■ Task goal ■
Rewrite the items below so that each "dog's" becomes "puppy's", keeping every other word and number the same and leaving out the pictures.

# # # #

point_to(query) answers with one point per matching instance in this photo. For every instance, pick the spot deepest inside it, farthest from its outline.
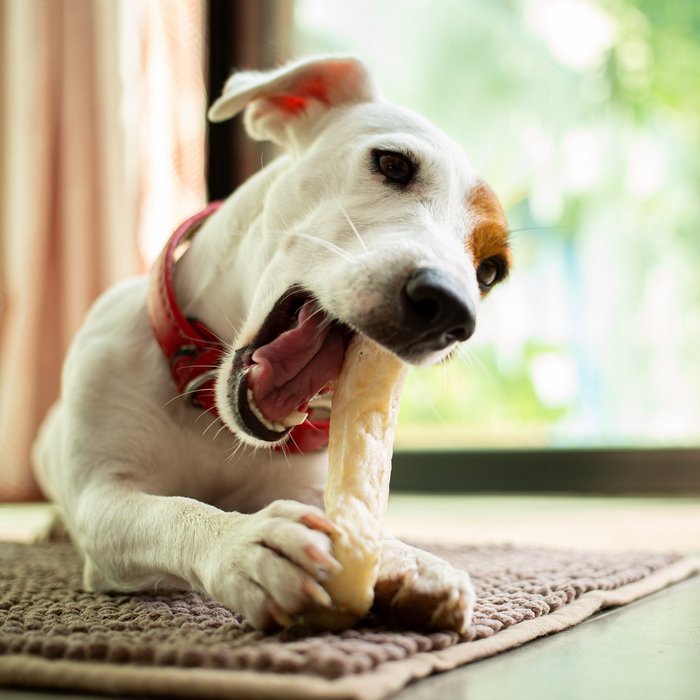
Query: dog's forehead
(386, 120)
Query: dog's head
(375, 223)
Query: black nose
(435, 312)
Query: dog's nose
(434, 312)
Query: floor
(649, 650)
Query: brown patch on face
(488, 236)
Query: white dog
(187, 447)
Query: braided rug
(55, 634)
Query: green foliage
(585, 117)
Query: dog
(187, 446)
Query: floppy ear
(284, 105)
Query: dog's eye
(394, 166)
(489, 272)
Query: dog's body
(369, 198)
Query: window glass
(584, 116)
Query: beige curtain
(102, 143)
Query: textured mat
(54, 634)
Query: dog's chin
(295, 358)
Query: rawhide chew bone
(364, 414)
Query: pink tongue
(296, 365)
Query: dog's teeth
(294, 418)
(270, 425)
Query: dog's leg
(416, 588)
(267, 565)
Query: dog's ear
(284, 105)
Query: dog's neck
(216, 279)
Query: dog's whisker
(326, 244)
(182, 395)
(426, 396)
(352, 225)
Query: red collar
(192, 350)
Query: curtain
(102, 142)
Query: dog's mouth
(295, 357)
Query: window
(582, 117)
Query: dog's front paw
(418, 589)
(270, 565)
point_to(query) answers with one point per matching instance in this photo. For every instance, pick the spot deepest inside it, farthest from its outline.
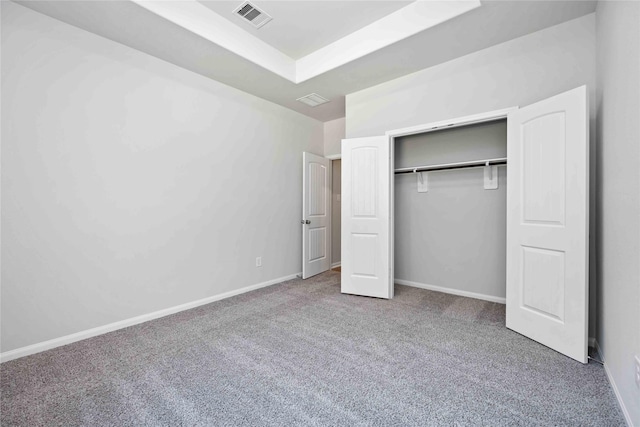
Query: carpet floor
(301, 353)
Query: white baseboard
(625, 412)
(451, 291)
(89, 333)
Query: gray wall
(333, 136)
(336, 206)
(454, 235)
(516, 73)
(130, 185)
(618, 201)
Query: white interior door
(366, 217)
(316, 215)
(547, 222)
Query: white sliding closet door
(547, 222)
(366, 217)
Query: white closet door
(316, 215)
(547, 222)
(366, 217)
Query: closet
(444, 227)
(450, 225)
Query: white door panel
(316, 214)
(366, 221)
(547, 222)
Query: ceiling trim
(411, 19)
(197, 18)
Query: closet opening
(450, 210)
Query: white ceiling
(367, 57)
(299, 28)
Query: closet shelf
(457, 165)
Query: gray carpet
(300, 353)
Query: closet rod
(457, 165)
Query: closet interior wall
(454, 235)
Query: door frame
(328, 241)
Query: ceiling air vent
(312, 100)
(251, 13)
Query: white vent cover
(313, 100)
(251, 13)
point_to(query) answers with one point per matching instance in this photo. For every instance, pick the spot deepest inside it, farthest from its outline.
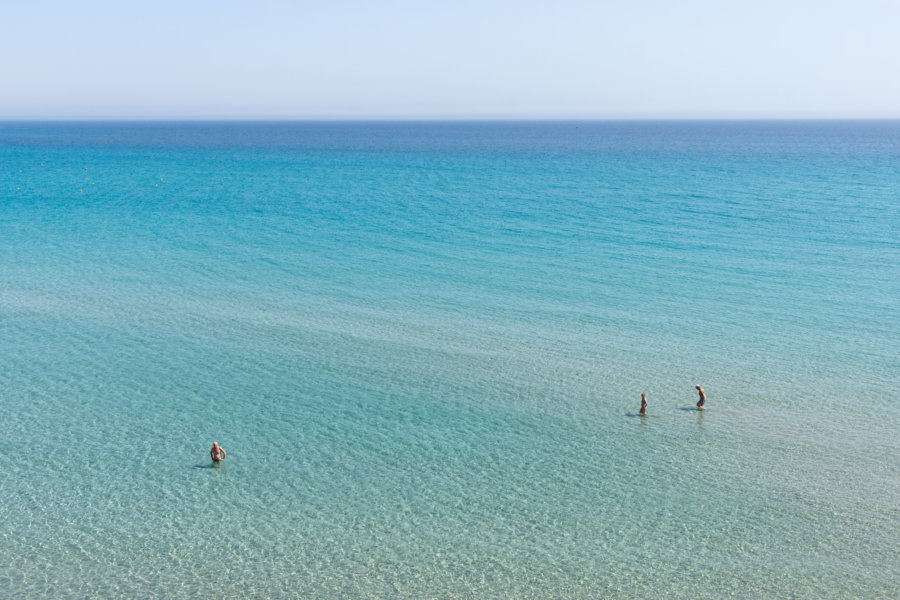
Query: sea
(423, 346)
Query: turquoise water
(423, 346)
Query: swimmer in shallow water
(217, 453)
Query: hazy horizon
(489, 60)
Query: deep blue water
(423, 346)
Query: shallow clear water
(423, 346)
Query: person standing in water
(217, 453)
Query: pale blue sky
(460, 59)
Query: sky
(484, 59)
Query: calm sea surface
(423, 346)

# # # #

■ Task response ■
point_to(query) answers with one point per matching instance in this photo. For every instance, pick the spot deepest inside it, farthest from its outline.
Query: puppy's forehead
(386, 120)
Query: puppy's head
(375, 223)
Query: black nose
(435, 312)
Query: puppy's nose
(434, 312)
Query: floor
(649, 650)
Query: brown patch on face
(488, 236)
Query: white dog
(187, 447)
Query: braided rug
(55, 634)
Query: green foliage
(585, 117)
Query: dog
(187, 446)
Query: floppy ear
(284, 105)
Query: puppy's eye
(394, 166)
(489, 272)
Query: puppy's body
(369, 198)
Query: window glass
(584, 116)
Query: beige curtain
(102, 143)
Query: textured mat
(54, 634)
Query: puppy's chin
(295, 358)
Query: rawhide chew bone
(364, 414)
Query: pink tongue
(296, 365)
Query: puppy's teeth
(294, 418)
(270, 425)
Query: puppy's leg
(416, 588)
(267, 565)
Query: puppy's ear
(284, 105)
Query: puppy's neck
(216, 279)
Query: puppy's whisker
(326, 244)
(182, 395)
(426, 396)
(352, 225)
Query: red collar
(192, 350)
Query: curtain
(102, 142)
Query: puppy's mouth
(295, 357)
Query: window
(582, 117)
Query: puppy's front paw
(418, 589)
(270, 565)
point_to(query) answers with one point per matching instance in this photo. For every instance, pick the spot deepest inside it, farthest from its outline.
Query: carpet floor
(301, 353)
Query: white baseboard
(625, 412)
(451, 291)
(89, 333)
Query: gray wall
(333, 136)
(336, 206)
(454, 235)
(516, 73)
(130, 185)
(618, 201)
Query: white interior door
(366, 217)
(316, 215)
(547, 222)
Query: white sliding closet door
(547, 222)
(366, 217)
Query: white closet door
(316, 215)
(547, 222)
(366, 217)
Query: closet
(444, 227)
(450, 225)
Query: white door panel
(316, 214)
(366, 221)
(547, 222)
Query: ceiling trim
(411, 19)
(197, 18)
Query: closet opening
(450, 210)
Query: white ceiling
(367, 57)
(299, 28)
Query: closet shelf
(457, 165)
Query: gray carpet
(300, 353)
Query: closet rod
(457, 165)
Query: closet interior wall
(454, 235)
Query: door frame
(328, 241)
Query: ceiling air vent
(312, 100)
(251, 13)
Query: white vent cover
(313, 100)
(251, 13)
point_to(query) answers with one point per matching instance in this photo. For every instance, pick the spot deepest inside it, farthest from its outline.
Query: sea
(423, 346)
Query: turquoise water
(423, 346)
Query: swimmer in shallow water
(217, 453)
Query: hazy horizon
(489, 60)
Query: deep blue water
(423, 346)
Query: shallow clear water
(423, 346)
Query: person standing in water
(217, 453)
Query: pale blue sky
(460, 59)
Query: sky
(484, 59)
Query: calm sea surface
(423, 346)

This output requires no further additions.